_Instruction_.
Update the rows starting with the line that contains "Return an outline for every instance of the clump" and going on through the end of the rows. Write those lines out again with "even-odd rule" changed to "nonzero winding rule", and leave everything else as it is.

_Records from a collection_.
((

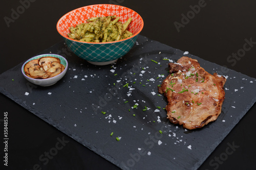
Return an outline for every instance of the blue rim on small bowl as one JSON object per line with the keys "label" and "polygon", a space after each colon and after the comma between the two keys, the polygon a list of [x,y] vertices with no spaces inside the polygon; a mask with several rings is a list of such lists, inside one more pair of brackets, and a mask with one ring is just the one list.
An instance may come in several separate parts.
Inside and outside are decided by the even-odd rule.
{"label": "blue rim on small bowl", "polygon": [[[25,64],[29,61],[30,61],[34,59],[37,59],[42,57],[53,57],[59,58],[60,60],[60,63],[63,64],[63,65],[64,65],[64,66],[65,67],[65,69],[59,75],[54,76],[53,77],[45,79],[33,79],[26,75],[24,71],[24,66],[25,65]],[[28,59],[28,60],[27,60],[26,62],[25,62],[22,67],[22,72],[23,74],[24,77],[26,78],[26,79],[27,79],[27,80],[28,80],[31,83],[32,83],[35,85],[39,85],[41,86],[49,86],[54,85],[54,84],[57,83],[59,80],[60,80],[64,76],[64,75],[66,74],[68,70],[68,61],[63,56],[55,54],[44,54],[33,57]]]}

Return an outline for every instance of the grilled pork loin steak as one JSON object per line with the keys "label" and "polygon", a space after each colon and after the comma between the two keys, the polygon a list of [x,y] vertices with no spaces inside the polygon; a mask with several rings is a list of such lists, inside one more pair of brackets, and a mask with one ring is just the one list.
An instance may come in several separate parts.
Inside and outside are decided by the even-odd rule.
{"label": "grilled pork loin steak", "polygon": [[187,57],[168,66],[169,75],[158,90],[167,97],[169,120],[190,130],[216,120],[225,99],[226,78],[209,74],[197,60]]}

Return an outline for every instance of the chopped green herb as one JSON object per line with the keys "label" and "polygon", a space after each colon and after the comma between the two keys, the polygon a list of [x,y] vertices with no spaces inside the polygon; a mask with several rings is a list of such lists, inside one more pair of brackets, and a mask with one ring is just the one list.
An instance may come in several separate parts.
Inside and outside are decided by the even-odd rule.
{"label": "chopped green herb", "polygon": [[138,105],[135,105],[134,106],[133,106],[133,108],[136,108],[138,107]]}
{"label": "chopped green herb", "polygon": [[128,87],[128,85],[129,84],[129,83],[126,83],[125,84],[124,86],[123,86],[123,87],[126,86],[127,87]]}
{"label": "chopped green herb", "polygon": [[173,90],[173,89],[171,89],[170,88],[168,88],[168,89],[172,90],[172,91],[175,91],[175,90]]}
{"label": "chopped green herb", "polygon": [[178,92],[178,93],[182,93],[185,91],[188,91],[188,89],[185,89],[185,88],[183,88],[183,89],[182,90],[182,91],[180,91],[180,92]]}

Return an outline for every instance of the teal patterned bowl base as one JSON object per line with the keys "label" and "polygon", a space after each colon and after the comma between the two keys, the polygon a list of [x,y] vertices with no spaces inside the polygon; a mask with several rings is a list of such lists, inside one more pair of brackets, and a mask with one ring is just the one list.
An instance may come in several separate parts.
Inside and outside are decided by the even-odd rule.
{"label": "teal patterned bowl base", "polygon": [[79,57],[95,65],[106,65],[125,55],[135,43],[138,35],[126,40],[104,43],[88,43],[64,38],[70,49]]}

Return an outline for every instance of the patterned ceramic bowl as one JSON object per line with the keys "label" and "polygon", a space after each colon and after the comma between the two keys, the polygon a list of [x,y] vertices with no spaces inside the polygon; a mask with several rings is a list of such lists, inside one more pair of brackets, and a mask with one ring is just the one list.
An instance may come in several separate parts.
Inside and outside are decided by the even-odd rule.
{"label": "patterned ceramic bowl", "polygon": [[[69,27],[86,22],[87,19],[114,15],[120,17],[119,21],[123,23],[129,17],[133,18],[127,28],[133,33],[132,36],[110,42],[87,42],[74,40],[67,36],[70,32]],[[99,4],[81,7],[67,13],[58,20],[57,30],[76,55],[89,63],[102,65],[113,63],[126,54],[135,43],[143,25],[141,17],[129,8],[116,5]]]}
{"label": "patterned ceramic bowl", "polygon": [[[24,66],[25,65],[25,64],[29,61],[30,61],[34,59],[38,59],[42,57],[53,57],[59,58],[60,60],[60,63],[63,64],[63,65],[65,67],[65,69],[58,75],[50,78],[47,78],[45,79],[36,79],[28,77],[26,75],[25,71],[24,71]],[[26,79],[27,79],[30,82],[41,86],[49,86],[54,85],[54,84],[57,83],[57,82],[58,82],[64,76],[64,75],[67,72],[67,70],[68,70],[68,61],[67,61],[67,60],[61,56],[54,54],[42,54],[40,55],[33,57],[27,60],[22,65],[22,74],[23,74],[23,76],[24,76],[24,77],[26,78]]]}

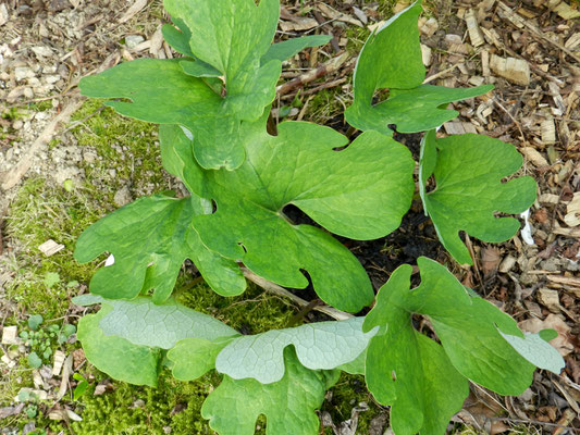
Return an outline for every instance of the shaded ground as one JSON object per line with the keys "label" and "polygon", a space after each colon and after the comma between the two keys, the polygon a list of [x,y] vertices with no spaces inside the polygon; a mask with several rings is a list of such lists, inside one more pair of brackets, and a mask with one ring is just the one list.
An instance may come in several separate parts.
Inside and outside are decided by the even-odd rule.
{"label": "shaded ground", "polygon": [[[466,285],[523,322],[523,328],[540,324],[558,331],[567,362],[560,376],[536,373],[532,387],[518,398],[496,397],[473,387],[465,410],[455,418],[456,426],[449,427],[456,431],[562,435],[571,431],[565,427],[580,424],[580,220],[575,214],[575,210],[580,211],[580,25],[575,10],[565,2],[550,2],[552,9],[546,3],[436,0],[428,2],[420,23],[431,83],[452,87],[495,84],[492,94],[455,104],[460,116],[440,134],[486,134],[516,145],[525,154],[522,173],[533,175],[539,184],[539,200],[529,220],[531,244],[520,235],[493,246],[470,240],[476,265],[462,269],[441,248],[420,201],[414,203],[402,227],[386,238],[342,240],[362,262],[375,288],[399,264],[414,264],[419,256],[428,256],[447,263]],[[274,114],[348,133],[342,112],[351,99],[356,53],[369,25],[387,18],[403,3],[284,4],[284,30],[279,37],[285,38],[286,33],[335,36],[331,45],[307,50],[287,63],[284,80],[300,77],[343,51],[350,57],[304,89],[287,89],[274,102]],[[79,265],[72,259],[78,234],[133,198],[181,188],[160,166],[153,126],[123,120],[103,110],[98,101],[83,103],[76,95],[75,86],[83,75],[123,60],[173,55],[160,44],[160,25],[166,21],[160,2],[137,1],[135,5],[115,0],[0,2],[3,331],[12,325],[18,332],[29,331],[26,320],[36,313],[45,316],[44,325],[52,323],[62,330],[64,324],[75,324],[82,312],[69,300],[86,289],[98,263]],[[480,24],[474,34],[467,30],[470,16]],[[521,67],[529,67],[529,79],[526,73],[518,78],[493,66],[490,61],[494,55],[523,62]],[[67,110],[70,120],[63,116]],[[59,114],[62,125],[50,128]],[[44,132],[44,140],[38,140]],[[419,137],[397,139],[417,159]],[[293,217],[304,219],[299,214]],[[38,246],[48,239],[62,244],[63,249],[44,256]],[[190,273],[180,278],[178,288],[185,303],[229,320],[246,333],[283,327],[297,312],[289,302],[259,289],[235,300],[218,298],[207,287],[196,285]],[[308,296],[304,291],[300,295]],[[25,433],[35,426],[48,433],[111,433],[107,431],[112,428],[102,426],[106,415],[119,422],[114,433],[210,433],[199,407],[218,382],[215,377],[184,385],[168,376],[158,390],[132,387],[111,383],[91,369],[74,335],[62,345],[52,343],[52,348],[75,356],[66,375],[32,371],[27,356],[33,349],[2,346],[0,433],[16,433],[25,425]],[[44,363],[54,365],[52,356]],[[71,377],[73,372],[83,374],[90,384],[78,400],[71,397],[79,383]],[[66,385],[66,391],[58,401],[61,384]],[[47,398],[21,397],[23,405],[18,405],[14,396],[23,387],[34,387],[37,396],[46,391]],[[388,427],[386,410],[373,402],[363,381],[356,376],[344,376],[331,390],[321,417],[329,434],[382,434]],[[75,422],[77,418],[83,421]],[[263,422],[260,425],[263,428]]]}

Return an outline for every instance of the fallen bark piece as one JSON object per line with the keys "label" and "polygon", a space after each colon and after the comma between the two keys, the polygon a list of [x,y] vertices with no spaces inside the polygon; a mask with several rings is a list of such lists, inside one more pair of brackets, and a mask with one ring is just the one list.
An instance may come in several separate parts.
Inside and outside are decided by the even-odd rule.
{"label": "fallen bark piece", "polygon": [[570,341],[571,327],[556,314],[550,314],[543,321],[540,319],[528,319],[520,322],[518,326],[521,331],[532,334],[536,334],[546,328],[556,330],[558,336],[550,340],[550,344],[554,346],[563,357],[566,357],[573,351],[573,344]]}
{"label": "fallen bark piece", "polygon": [[530,84],[530,65],[522,59],[501,58],[492,54],[490,67],[495,74],[516,85],[528,86]]}
{"label": "fallen bark piece", "polygon": [[38,247],[38,250],[47,257],[51,257],[64,249],[64,245],[57,244],[51,238]]}
{"label": "fallen bark piece", "polygon": [[483,46],[485,40],[483,39],[483,33],[479,27],[478,17],[476,11],[470,9],[465,14],[465,21],[467,24],[467,32],[469,33],[469,39],[473,47]]}
{"label": "fallen bark piece", "polygon": [[61,372],[62,365],[64,364],[66,356],[62,350],[57,350],[54,352],[54,363],[52,365],[52,375],[58,376]]}
{"label": "fallen bark piece", "polygon": [[542,142],[554,144],[556,141],[556,125],[552,116],[546,117],[540,125],[542,128]]}
{"label": "fallen bark piece", "polygon": [[20,338],[16,336],[17,333],[17,326],[4,326],[2,330],[2,345],[17,345],[20,343]]}
{"label": "fallen bark piece", "polygon": [[566,215],[564,222],[568,226],[580,225],[580,192],[573,194],[573,199],[566,208]]}
{"label": "fallen bark piece", "polygon": [[534,166],[542,167],[548,165],[547,160],[535,148],[523,147],[520,148],[520,151]]}
{"label": "fallen bark piece", "polygon": [[538,290],[538,300],[553,313],[560,312],[559,296],[557,290],[541,288]]}

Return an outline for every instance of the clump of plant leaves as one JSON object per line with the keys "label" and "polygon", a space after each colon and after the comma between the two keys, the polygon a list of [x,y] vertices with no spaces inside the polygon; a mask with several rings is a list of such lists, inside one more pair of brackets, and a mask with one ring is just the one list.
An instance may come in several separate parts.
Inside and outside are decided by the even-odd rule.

))

_Task result_.
Return an outline for every instance of the clump of plant leaves as one JSON object per line with the keys "label" and "polygon", a space after each colon and after the comma between the two keys, the polygon a list of [x,y] vertices with no spaces inside the polygon; a mask with several rings is a list of such lists, inside one more pair of brackets, and a mask with one ring is just the one list.
An instance may come in several separate parts.
Inside and outside are decided by the nonzero winding rule.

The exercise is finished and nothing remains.